-- Begin --

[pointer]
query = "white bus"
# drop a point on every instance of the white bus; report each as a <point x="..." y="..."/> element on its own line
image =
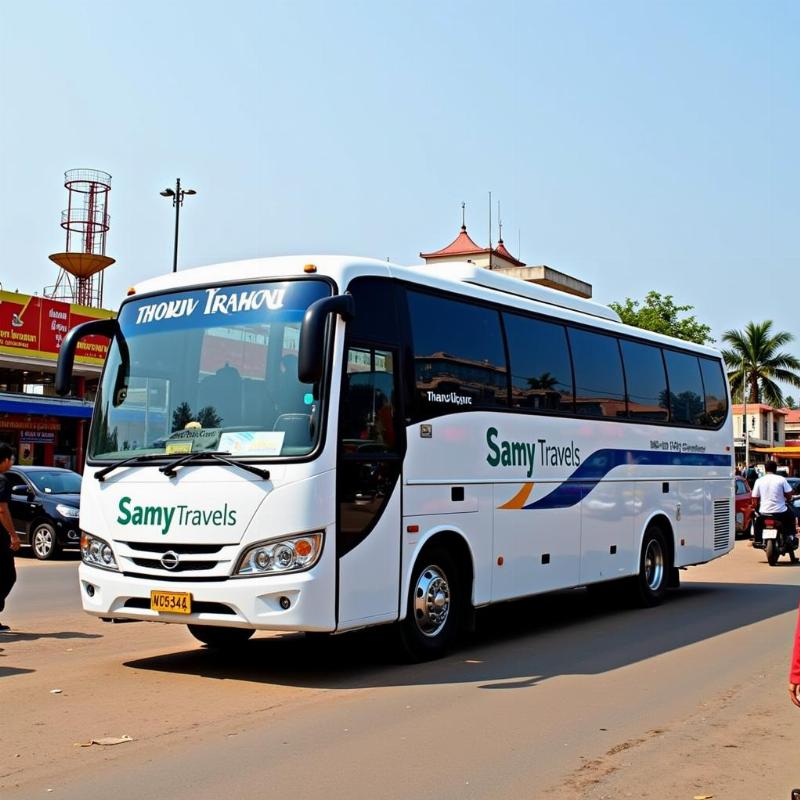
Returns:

-- End --

Set exercise
Set down the material exactly, every line of it, except for the pictures.

Output of the exercise
[pointer]
query = "white bus"
# drop a point on every instance of the white bus; report each as a <point x="..." y="..."/> element on its own line
image =
Returns:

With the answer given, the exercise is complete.